| Data supplied |
──────────────────────────────
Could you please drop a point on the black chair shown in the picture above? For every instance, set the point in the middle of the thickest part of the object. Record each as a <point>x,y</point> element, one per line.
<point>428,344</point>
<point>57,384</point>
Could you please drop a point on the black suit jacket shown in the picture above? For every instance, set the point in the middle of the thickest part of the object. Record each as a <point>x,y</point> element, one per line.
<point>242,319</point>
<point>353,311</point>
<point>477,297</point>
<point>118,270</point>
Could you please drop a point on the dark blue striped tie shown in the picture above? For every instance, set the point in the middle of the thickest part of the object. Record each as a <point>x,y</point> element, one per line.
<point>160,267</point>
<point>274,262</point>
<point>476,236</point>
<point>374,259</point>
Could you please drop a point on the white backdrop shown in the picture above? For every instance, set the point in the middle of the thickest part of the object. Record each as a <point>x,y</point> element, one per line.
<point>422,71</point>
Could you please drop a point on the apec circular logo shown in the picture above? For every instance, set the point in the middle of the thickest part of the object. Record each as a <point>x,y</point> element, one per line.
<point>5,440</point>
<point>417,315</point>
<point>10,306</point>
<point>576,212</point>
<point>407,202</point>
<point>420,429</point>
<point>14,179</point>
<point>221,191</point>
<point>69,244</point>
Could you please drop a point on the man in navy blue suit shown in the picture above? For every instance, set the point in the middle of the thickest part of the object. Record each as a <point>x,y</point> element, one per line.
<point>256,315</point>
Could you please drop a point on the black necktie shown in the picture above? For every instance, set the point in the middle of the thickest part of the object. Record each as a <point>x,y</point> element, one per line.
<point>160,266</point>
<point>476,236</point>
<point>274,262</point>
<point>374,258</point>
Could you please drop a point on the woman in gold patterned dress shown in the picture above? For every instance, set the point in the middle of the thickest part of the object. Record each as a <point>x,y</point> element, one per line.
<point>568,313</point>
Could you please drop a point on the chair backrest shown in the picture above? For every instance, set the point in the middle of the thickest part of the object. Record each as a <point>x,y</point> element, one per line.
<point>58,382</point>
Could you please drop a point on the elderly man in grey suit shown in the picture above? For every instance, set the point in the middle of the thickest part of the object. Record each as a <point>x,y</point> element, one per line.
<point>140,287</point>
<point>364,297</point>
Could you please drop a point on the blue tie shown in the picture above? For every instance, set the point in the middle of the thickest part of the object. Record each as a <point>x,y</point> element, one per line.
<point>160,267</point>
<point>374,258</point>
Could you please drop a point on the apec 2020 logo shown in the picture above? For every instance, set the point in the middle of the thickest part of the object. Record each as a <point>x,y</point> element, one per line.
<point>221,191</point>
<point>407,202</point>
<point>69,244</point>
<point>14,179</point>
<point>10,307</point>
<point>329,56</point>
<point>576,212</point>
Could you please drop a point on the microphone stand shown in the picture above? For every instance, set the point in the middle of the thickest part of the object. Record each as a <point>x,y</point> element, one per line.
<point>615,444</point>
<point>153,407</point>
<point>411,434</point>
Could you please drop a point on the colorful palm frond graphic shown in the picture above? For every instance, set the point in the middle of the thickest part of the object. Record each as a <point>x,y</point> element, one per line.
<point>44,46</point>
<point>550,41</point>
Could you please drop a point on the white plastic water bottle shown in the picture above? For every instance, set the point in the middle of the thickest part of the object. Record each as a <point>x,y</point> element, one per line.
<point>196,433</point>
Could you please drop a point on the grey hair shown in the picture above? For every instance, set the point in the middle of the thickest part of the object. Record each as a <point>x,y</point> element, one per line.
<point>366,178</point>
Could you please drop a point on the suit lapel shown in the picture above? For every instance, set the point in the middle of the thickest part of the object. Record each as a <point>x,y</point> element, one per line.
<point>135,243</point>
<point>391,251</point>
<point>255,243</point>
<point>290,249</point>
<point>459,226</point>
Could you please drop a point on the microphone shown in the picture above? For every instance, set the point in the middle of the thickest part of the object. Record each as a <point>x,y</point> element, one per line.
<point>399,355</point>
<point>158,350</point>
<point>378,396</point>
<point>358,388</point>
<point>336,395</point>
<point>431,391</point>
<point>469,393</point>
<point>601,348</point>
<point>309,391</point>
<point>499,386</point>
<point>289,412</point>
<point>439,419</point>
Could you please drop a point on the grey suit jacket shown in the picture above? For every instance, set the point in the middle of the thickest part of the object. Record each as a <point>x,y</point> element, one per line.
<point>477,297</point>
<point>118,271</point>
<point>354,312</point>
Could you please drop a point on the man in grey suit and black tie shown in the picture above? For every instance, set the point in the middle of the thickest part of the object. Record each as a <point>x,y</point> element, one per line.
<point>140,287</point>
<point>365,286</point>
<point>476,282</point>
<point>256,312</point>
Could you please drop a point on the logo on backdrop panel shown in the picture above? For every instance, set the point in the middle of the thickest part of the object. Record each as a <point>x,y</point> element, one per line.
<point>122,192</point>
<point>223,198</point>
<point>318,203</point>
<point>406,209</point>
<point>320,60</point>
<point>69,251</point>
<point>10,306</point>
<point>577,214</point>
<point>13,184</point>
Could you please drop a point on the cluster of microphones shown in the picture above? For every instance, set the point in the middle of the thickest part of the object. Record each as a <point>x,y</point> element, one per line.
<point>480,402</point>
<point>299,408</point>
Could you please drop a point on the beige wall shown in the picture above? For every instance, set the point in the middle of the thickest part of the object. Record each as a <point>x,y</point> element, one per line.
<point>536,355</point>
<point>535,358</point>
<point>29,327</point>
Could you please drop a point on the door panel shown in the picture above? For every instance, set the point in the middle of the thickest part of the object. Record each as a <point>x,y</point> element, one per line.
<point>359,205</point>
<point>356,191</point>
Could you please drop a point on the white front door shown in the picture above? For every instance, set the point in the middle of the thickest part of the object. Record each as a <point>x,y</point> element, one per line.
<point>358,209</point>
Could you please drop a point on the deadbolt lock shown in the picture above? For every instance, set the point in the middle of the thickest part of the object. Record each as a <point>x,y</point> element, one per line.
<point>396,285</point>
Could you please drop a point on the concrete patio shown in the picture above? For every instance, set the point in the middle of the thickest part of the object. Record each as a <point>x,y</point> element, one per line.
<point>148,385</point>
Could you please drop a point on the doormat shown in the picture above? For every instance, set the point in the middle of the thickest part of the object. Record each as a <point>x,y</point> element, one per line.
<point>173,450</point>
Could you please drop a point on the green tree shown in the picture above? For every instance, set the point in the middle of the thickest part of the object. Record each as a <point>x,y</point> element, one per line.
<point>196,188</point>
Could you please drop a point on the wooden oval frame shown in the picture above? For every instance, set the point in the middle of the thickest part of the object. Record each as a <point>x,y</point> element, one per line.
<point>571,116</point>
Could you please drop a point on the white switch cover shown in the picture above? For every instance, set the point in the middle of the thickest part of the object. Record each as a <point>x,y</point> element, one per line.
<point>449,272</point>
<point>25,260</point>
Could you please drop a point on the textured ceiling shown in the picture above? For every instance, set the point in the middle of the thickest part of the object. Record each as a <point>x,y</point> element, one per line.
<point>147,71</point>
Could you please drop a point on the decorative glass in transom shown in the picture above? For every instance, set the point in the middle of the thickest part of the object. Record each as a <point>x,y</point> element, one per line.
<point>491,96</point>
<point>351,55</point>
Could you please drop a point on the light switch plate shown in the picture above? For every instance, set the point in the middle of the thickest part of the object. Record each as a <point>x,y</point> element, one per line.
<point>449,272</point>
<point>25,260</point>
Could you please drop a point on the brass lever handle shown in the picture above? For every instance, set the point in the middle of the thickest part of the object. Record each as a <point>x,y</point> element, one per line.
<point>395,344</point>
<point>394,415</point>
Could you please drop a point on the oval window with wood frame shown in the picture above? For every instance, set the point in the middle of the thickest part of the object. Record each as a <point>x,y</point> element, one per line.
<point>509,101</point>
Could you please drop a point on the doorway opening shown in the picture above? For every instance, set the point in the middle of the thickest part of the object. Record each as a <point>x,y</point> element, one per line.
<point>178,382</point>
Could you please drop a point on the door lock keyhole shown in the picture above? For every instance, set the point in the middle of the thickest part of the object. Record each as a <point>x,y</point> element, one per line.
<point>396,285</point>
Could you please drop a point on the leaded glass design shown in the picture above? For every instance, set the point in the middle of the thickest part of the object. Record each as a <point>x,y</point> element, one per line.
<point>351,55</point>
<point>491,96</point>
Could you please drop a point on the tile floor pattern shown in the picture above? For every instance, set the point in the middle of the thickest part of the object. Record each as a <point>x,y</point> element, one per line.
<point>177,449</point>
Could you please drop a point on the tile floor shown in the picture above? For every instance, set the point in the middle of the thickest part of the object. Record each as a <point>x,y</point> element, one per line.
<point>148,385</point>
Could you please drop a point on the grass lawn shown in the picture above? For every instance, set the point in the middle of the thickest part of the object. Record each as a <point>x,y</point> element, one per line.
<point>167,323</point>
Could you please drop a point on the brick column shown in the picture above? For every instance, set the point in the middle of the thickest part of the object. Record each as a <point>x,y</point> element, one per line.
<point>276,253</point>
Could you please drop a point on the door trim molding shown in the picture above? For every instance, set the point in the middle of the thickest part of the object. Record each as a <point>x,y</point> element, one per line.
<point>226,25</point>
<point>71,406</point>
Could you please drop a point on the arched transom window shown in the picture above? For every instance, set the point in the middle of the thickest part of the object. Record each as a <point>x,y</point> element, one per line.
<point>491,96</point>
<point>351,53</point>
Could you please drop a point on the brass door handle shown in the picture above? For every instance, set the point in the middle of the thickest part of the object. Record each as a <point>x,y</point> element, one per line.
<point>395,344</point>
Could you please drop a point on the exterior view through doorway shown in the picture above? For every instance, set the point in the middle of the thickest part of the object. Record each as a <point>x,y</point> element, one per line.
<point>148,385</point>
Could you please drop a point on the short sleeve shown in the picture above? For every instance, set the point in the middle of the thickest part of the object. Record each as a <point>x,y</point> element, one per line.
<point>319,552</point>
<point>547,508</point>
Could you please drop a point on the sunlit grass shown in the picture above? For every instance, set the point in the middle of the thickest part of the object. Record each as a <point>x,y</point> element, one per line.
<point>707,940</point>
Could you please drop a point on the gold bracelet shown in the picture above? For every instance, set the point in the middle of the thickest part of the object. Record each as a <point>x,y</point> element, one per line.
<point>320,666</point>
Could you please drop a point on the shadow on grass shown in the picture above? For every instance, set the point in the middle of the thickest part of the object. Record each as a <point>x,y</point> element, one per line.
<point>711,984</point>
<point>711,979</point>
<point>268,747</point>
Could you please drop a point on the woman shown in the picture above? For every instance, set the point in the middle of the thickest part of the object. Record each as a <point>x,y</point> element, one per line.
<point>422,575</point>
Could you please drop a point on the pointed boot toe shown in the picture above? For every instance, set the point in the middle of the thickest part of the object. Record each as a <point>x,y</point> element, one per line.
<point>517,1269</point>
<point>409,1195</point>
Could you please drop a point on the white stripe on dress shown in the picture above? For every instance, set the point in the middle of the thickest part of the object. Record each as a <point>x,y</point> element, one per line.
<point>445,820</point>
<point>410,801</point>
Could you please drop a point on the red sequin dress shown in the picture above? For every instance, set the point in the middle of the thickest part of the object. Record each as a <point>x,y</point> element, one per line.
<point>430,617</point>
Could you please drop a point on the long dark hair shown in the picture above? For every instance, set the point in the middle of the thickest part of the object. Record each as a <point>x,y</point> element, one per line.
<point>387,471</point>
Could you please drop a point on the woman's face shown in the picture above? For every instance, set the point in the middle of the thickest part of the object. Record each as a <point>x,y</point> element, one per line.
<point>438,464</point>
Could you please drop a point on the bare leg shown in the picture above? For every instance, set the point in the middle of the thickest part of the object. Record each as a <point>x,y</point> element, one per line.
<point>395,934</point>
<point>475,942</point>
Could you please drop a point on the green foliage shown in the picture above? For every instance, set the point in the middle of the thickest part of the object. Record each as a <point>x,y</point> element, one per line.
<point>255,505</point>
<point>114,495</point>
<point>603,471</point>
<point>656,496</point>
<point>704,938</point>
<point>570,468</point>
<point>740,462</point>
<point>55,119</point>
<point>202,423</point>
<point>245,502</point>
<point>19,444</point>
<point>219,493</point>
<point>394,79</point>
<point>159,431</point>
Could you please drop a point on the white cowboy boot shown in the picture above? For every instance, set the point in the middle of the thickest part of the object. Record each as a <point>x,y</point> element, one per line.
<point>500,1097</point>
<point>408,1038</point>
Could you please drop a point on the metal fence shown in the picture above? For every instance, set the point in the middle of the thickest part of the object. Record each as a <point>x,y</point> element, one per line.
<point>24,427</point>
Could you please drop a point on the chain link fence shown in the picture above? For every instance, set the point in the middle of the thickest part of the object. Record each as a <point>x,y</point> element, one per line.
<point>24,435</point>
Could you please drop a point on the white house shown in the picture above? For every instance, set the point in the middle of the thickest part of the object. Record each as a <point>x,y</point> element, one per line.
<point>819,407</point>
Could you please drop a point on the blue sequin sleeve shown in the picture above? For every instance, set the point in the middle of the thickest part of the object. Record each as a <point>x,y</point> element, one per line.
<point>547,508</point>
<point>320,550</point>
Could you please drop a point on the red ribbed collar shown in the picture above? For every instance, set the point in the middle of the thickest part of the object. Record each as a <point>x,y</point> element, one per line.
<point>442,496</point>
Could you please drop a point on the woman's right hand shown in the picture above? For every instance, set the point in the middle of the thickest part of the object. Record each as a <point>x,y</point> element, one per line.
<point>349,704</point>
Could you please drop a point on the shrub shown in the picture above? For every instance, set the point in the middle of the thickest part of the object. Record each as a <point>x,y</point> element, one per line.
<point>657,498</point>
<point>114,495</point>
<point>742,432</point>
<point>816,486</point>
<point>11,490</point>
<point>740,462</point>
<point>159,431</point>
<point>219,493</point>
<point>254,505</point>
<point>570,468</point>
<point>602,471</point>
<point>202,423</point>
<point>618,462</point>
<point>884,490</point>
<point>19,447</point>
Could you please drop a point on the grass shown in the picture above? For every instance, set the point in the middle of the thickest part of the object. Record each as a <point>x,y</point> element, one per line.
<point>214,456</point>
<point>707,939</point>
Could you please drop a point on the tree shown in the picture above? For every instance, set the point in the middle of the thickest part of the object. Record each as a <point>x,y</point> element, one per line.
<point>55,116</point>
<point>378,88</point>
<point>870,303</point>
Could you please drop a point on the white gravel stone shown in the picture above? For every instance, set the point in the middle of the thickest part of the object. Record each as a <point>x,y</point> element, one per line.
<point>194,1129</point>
──────────────────────────────
Everything from the line containing "Could you please drop a point on the shrub" through the last line of the records must be given again exactly; leave out all other lines.

Could you please drop a point on the shrub shown in the picture above? For every instance, set the point in the middle of the thickest part of the object. Record each as a <point>x,y</point> element, one per line.
<point>657,498</point>
<point>114,495</point>
<point>742,432</point>
<point>816,486</point>
<point>11,490</point>
<point>740,462</point>
<point>159,431</point>
<point>219,493</point>
<point>254,505</point>
<point>570,468</point>
<point>602,471</point>
<point>202,423</point>
<point>618,462</point>
<point>884,490</point>
<point>19,447</point>
Could you please drop a point on the grass shown in the picture above? For every instance, set the point in the middle of the thickest part of the object. Record each as a <point>x,y</point> element, one per line.
<point>214,456</point>
<point>707,939</point>
Could you please drop a point on the tree shown in the picture above? For every instance, set the point in the middle of the thickest part of the object. Record each as a <point>x,y</point> element, one per line.
<point>55,116</point>
<point>378,88</point>
<point>870,303</point>
Could you please drop a point on the white gravel stone shown in the picture above? For every instance, set the point in the middle of the thickest part of the object. Record each as a <point>x,y</point> element, one per line.
<point>194,1129</point>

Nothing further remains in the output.